Yang Perlu Dikerjakan -
A – Dalam kutipan tentang pajak penghasilan, pihak mana yang memotong pajak tersebut?
B – Sebutkan semua bentuk upah pegawai tidak tetap atau tenaga kerja lepas yang tercantum dalam kutipan tentang pajak penghasilan.
C – Teruskan kutipan tentang pajak penghasilan mulai dari bagian terakhirnya.

Kutipan Teks -
________

Adalah pajak yang dipotong oleh pemberi kerja atas
penghasilan sehubungan dengan pekerjaan, jasa, atau kegiatan dengan nama dan
dalam bentuk apapun yang diterima atau diperoleh Wajib Pajak orang pribadi
dalam negeri.
2. Berikut ini adalah
imbalan pekerjaan, jasa, atau kegiatan dengan nama dan dalam bentuk apapun yang
diterima oleh Wajib Pajak Orang Pribadi dalam negeri:
a)
Pegawai tetap, berupa
penghasilan yang bersifat teratur maupun tidak teratur.
b)
Pegawai tidak tetap
atau tenaga kerja lepas, berupa upah harian, upah mingguan, upah satuan, upah
borongan atau upah yang dibayarkan secara bulanan.
c)
Penerima pensiun
secara teratur berupa uang pensiun atau penghasilan lainnya
d)

________

Catatan anotasi deteksi
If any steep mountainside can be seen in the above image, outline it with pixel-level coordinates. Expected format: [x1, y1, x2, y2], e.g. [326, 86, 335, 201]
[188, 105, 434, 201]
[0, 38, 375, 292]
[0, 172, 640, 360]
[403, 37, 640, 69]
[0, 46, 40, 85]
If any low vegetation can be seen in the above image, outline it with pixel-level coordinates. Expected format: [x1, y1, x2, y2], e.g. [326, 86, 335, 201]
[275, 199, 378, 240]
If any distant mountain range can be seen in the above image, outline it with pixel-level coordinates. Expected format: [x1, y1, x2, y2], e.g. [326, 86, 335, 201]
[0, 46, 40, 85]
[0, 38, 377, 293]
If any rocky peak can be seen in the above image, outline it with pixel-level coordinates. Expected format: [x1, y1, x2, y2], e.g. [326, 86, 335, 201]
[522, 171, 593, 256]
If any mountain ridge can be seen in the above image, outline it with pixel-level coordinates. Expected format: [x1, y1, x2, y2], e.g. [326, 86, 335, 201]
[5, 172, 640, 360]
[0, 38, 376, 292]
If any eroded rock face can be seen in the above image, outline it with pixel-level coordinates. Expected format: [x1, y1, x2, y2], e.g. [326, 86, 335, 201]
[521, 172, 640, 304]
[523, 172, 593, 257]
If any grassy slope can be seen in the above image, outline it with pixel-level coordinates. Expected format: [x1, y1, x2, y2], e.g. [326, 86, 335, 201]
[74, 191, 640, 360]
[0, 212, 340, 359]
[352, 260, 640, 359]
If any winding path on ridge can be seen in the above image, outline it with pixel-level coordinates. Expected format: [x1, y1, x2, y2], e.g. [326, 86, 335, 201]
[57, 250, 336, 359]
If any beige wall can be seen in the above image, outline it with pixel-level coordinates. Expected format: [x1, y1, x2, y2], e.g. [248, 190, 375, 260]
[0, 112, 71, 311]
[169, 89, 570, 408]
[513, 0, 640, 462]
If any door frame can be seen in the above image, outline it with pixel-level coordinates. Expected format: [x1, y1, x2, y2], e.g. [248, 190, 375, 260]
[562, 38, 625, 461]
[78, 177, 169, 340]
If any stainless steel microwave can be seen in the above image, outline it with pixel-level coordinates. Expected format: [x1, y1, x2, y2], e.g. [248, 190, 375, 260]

________

Hasil Latihan -
A – Pajak tersebut dipotong oleh pemberi kerja.

B – Upah harian, upah mingguan, upah satuan, upah borongan, dan upah yang dibayarkan secara bulanan.

C –
Pemutusan hubungan
kerja dan penghasilan sehubungan dengna pensiun yang diterima secara sekaligus
berupa uang pesangon, uang manfaat pensiun, tunjangan hari tua atau jaminan
hari tua, dan pembayaran lain yang sejenis.
e)
Bukan pegawai, antara
lain berupa honorarium, komisi, fee, dan imbalan sejenis dengan nama dan dalam
bentuk apapun sebagai imbalan sehubungan dengan pekerjaan, jasa, dan kegiatan
yang dilakukan.
f)
Peserta kegiatan,
antara lain berupa uang saku, uang representasi, uang rapat, honorarium, hadiah
atau penghargaan dengan nama dan dalam bentuk apapun, dan imbalan sejenis dengan
nama apapun.
g)
Penghasilan berupa
natura dan/atau kenikmatan oleh bukan Wajib Pajak, Wajib Pajak yang dikenakan
Pajak Penghasilan yang bersifat final atau Norma Penghitungan Khusus (deemed
profit).
3. Pemotong Pajak PPh
Pasal 21
a)
Pemberi kerja yang
terdiri dari orang pribadi atau badan, baik merupakan pusat maupun cabang,
perwakilan atau unit yang membayar gaji, upah, honorarium, tunjangan, dan
pembayaran lain dengan nama dan dalam bentuk apapun, sebagai imbalan sehubungan
dengan pekerjaan atau jasa yang dilakukan oleh pegawai atau bukan pegawai.
b)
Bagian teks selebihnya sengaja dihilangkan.